* _Excerpted text_
>>>>

The switch to paper ballots ordered by Gov. Charlie Crist and the Legislature means that most touch screens, only a few years old, must be junked and replaced by the fall of 2008 with optical scanners that read paper ballots marked by a voter's hand.
Secretary of State Kurt Browning, who's in charge of disposing of the touch screens, can't find a buyer.
That means counties such as Hillsborough, Pasco and Pinellas will lose tens of millions of dollars they invested in those machines.
"We are not going to get anywhere near what we paid for these units," Browning said.
For taxpayers, that's not the worst of it, however.
The decision to get rid of touch screens has happened so fast that many of those nearly-obsolete units aren't paid for yet.
Six counties - Miami-Dade, Broward, Palm Beach, Martin, Collier and Nassau - still owe a combined $33-million on touch screens that they can use for precinct voting only twice more, in the presidential primary next Jan. 29 and municipal elections next spring.
After that, touch screens may be used only by blind and visually impaired voters in 2008 and 2010 to comply with federal disability laws.
Other counties paid cash for their touch screens, but those six used borrowed money after the state's decision to outlaw punch card ballots after the 2000 presidential recount meltdown.
Miami-Dade spent $24.5-million for its iVotronic machines in 2002, and Broward paid $17-million for its machines, which now may be sold for scrap or cannibalized for parts.
Miami-Dade still owes $15.5-million on more than 5,000 iVotronic units, made by Election Systems & Software, according to documents the county filed with the state.
Broward still owes $8.3-million on its machines, nearly half the $17-million purchase price in 2001.
"I think there are some voters who are going to be really upset about that," said Dr. Brenda Snipes, Broward's election supervisor. "But some voters would say that no price is too great to allow us to have a paper record."
The new state law mandating optical scan voting requires counties to dispose of most of their touch screen units, in exchange for state money to buy replacement optical scanners. Any proceeds from the sale of the old units will be given to counties that still owe money on them.
Hillsborough spent $12-million for 3,100 touch screens in 2001. Supervisor of Elections Buddy Johnson said he plans to return fewer than 400 to the state and keep the rest.

<<<<

* _Excerpted data_
>>>>

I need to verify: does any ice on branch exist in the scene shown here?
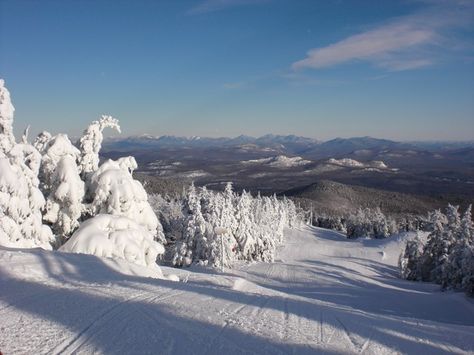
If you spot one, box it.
[60,214,164,268]
[91,157,162,239]
[79,115,120,179]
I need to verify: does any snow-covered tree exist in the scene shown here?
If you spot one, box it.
[79,115,120,181]
[41,134,85,244]
[60,214,164,268]
[172,184,207,266]
[33,131,52,154]
[0,79,15,154]
[0,80,53,249]
[234,190,255,260]
[398,234,423,281]
[89,157,158,239]
[400,205,474,294]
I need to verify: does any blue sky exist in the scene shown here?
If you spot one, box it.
[0,0,474,140]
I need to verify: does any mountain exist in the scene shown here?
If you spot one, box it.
[282,180,460,215]
[0,227,474,355]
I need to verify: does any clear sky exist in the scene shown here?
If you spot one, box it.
[0,0,474,140]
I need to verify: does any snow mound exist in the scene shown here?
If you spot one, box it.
[241,155,311,168]
[60,214,165,268]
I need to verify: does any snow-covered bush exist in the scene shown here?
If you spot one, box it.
[60,214,164,267]
[79,115,120,184]
[153,184,299,266]
[346,208,398,238]
[40,133,85,244]
[89,157,163,240]
[400,205,474,294]
[0,79,15,153]
[0,80,53,249]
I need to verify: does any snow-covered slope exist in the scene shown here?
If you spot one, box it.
[0,227,474,354]
[241,155,311,168]
[328,158,388,169]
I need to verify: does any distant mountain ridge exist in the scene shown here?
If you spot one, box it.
[103,134,474,161]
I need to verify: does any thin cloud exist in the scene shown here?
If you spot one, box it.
[222,81,247,90]
[291,1,472,71]
[188,0,269,15]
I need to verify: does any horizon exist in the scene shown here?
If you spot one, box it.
[0,0,474,142]
[101,132,474,144]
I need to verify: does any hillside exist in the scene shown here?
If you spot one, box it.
[0,228,474,355]
[284,180,452,215]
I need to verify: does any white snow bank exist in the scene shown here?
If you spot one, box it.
[60,214,165,268]
[241,155,311,168]
[0,155,53,249]
[91,157,161,236]
[328,158,388,169]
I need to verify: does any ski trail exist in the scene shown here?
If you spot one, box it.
[52,291,184,354]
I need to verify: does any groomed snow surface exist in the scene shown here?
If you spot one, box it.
[0,227,474,354]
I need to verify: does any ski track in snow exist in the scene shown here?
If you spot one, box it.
[0,227,474,355]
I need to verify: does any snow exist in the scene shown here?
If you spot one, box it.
[328,158,388,170]
[241,155,311,168]
[0,227,474,354]
[60,214,165,268]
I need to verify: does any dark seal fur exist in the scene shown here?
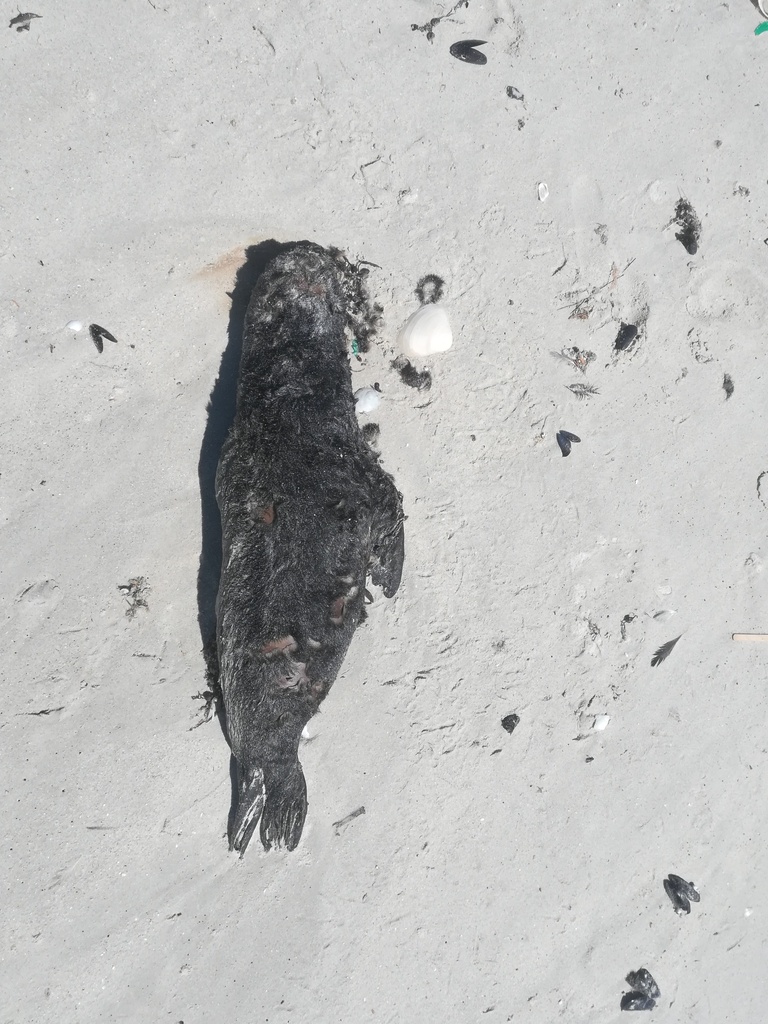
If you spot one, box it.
[216,243,403,855]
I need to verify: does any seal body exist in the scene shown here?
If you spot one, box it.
[216,243,404,855]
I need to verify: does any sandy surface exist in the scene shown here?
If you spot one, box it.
[0,0,768,1024]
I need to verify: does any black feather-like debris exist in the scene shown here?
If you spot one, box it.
[673,199,701,256]
[627,967,662,999]
[650,633,683,669]
[362,423,381,447]
[664,874,701,916]
[449,39,488,65]
[613,324,637,352]
[391,355,432,391]
[88,324,118,352]
[416,273,445,306]
[622,992,656,1010]
[565,381,600,398]
[8,12,43,32]
[556,430,582,459]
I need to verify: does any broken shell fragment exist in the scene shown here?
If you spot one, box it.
[555,430,582,459]
[397,302,454,358]
[354,387,381,413]
[627,967,662,999]
[622,992,656,1010]
[664,874,701,916]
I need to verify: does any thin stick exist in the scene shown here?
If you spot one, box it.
[331,807,366,836]
[558,256,637,309]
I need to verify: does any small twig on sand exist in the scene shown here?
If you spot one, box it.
[331,807,366,836]
[559,256,637,315]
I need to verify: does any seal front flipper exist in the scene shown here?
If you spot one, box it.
[369,474,406,597]
[261,761,307,850]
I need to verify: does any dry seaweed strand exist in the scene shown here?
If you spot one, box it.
[559,256,637,319]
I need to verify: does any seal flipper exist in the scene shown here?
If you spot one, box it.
[229,765,264,857]
[369,476,406,597]
[261,761,307,850]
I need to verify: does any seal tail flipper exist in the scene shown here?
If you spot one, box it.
[229,768,264,857]
[261,761,307,850]
[370,477,406,597]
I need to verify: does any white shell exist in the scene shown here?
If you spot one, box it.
[354,387,381,413]
[397,302,454,358]
[653,608,676,623]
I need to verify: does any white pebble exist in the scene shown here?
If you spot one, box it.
[354,387,381,413]
[397,302,454,358]
[653,608,676,623]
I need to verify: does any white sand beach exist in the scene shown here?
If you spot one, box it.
[0,0,768,1024]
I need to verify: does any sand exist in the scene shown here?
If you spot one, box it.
[0,0,768,1024]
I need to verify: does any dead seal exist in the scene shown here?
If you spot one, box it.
[216,242,404,856]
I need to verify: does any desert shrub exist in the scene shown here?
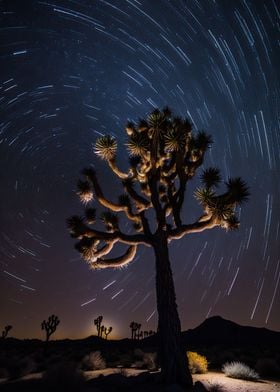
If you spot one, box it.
[43,362,85,392]
[207,383,225,392]
[222,362,259,381]
[256,358,280,377]
[187,351,208,374]
[0,367,9,378]
[143,353,157,370]
[7,357,36,380]
[82,351,106,370]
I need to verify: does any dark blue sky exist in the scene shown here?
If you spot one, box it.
[0,0,280,337]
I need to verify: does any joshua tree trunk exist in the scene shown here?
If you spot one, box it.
[154,232,192,386]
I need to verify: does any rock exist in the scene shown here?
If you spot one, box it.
[163,384,186,392]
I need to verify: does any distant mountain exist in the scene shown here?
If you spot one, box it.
[182,316,280,345]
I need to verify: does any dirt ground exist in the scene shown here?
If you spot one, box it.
[0,368,280,392]
[85,368,280,392]
[193,372,280,392]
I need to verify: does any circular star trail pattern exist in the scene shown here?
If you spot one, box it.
[0,0,280,338]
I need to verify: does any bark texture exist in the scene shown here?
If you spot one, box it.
[154,233,193,387]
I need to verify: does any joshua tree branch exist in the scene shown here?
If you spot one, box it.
[107,159,130,180]
[91,245,137,269]
[168,217,220,241]
[149,170,165,228]
[87,170,140,223]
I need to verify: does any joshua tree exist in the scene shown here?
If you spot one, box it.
[94,316,103,337]
[68,108,249,386]
[104,327,113,339]
[129,321,138,339]
[135,323,141,339]
[41,314,60,342]
[2,325,13,339]
[99,325,105,338]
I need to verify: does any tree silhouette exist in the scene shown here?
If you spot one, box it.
[104,327,113,339]
[136,323,141,340]
[94,316,103,337]
[2,325,13,339]
[100,325,105,338]
[41,314,60,342]
[129,321,138,339]
[68,108,249,386]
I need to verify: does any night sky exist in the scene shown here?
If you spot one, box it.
[0,0,280,338]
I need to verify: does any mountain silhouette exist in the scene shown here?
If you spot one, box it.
[182,316,280,345]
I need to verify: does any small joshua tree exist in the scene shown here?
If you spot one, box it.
[129,321,141,339]
[41,314,60,342]
[94,316,103,337]
[68,108,249,387]
[99,325,105,338]
[104,327,113,339]
[2,325,13,339]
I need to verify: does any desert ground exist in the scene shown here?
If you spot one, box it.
[0,368,280,392]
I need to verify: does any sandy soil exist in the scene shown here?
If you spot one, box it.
[0,368,280,392]
[193,372,280,392]
[85,369,280,392]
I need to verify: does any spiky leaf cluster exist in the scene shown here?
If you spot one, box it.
[127,132,150,157]
[200,167,221,188]
[100,211,119,231]
[77,180,93,204]
[68,108,249,268]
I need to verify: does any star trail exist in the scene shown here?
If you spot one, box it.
[0,0,280,338]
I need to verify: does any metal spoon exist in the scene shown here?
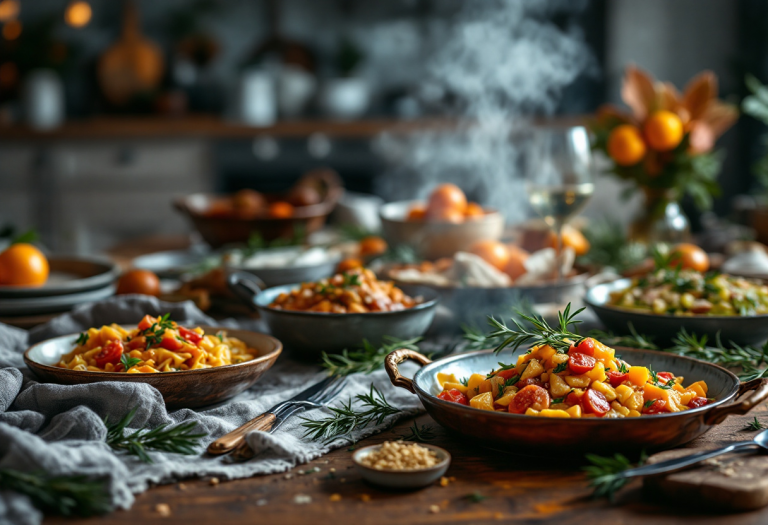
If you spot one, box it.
[616,430,768,478]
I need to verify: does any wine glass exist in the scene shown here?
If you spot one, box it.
[526,126,595,282]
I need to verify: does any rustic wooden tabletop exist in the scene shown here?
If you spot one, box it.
[46,407,768,525]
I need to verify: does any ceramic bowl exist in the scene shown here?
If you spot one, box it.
[379,201,504,260]
[352,443,451,489]
[24,326,283,409]
[228,272,438,359]
[173,171,344,248]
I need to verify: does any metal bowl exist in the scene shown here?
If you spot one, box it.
[584,279,768,345]
[228,272,438,359]
[385,348,768,456]
[24,326,283,409]
[379,201,504,260]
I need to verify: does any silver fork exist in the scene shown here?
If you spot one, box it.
[230,377,346,461]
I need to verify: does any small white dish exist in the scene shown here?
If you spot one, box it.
[352,443,451,489]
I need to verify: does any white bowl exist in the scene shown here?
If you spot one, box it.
[352,443,451,489]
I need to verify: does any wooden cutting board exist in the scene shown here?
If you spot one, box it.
[643,405,768,511]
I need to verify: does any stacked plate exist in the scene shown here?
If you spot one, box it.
[0,257,119,317]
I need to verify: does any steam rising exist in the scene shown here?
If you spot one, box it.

<<<<

Continue the piece on Florida's touch-screen voting machines, picking up after its final sentence. The lines serve no purpose here.

* _Exercise answer_
"Our position here is, given the transitional volatility of elections, we're going to hold onto what we have," Johnson said. "They still work fine."
Pinellas County paid $3,150 for each of its touch screens, for a total of about $14-million.
The units sit in a Largo warehouse, their final resting place still unknown.
"I don't know why we couldn't just keep them," Supervisor of Elections Deb Clark said. "We just made our last payment on them not too long ago."
Browning said the law is clear, that counties can keep only enough touch screens to serve blind and visually impaired voters. If they want state money for new equipment, Browning said, they must return most of the units.
One possible fate for the touch screens is to be cannibalized, like an old pickup truck, with the parts sold to recyclers.
Browning said he has had three serious inquiries from possible buyers of touch screen units.
BAE Systems, a major defense contractor, inquired about them last month. A Veterans Administration hospital in Miami asked about converting them into "learning kiosks" for VA patients.
But to add insult to injury, Sequoia Voting Systems offered to take its AVC Edge 1 units off the state's hands for $1 a unit.
Sequoia's customers in Florida include Pinellas and Hillsborough.
"The parts that could be salvaged are not worth the price of the labor required to open the units and remove them," Sequoia vice president Phil Foster told Browning. "We do not have any expectation of being able to resell these units to another jurisdiction within the U.S. or another country."
But a dollar a unit?
No way, Browning said.
"I think we would be better served even if we were to recycle those machines," Browning said. I think they're worth more than a dollar."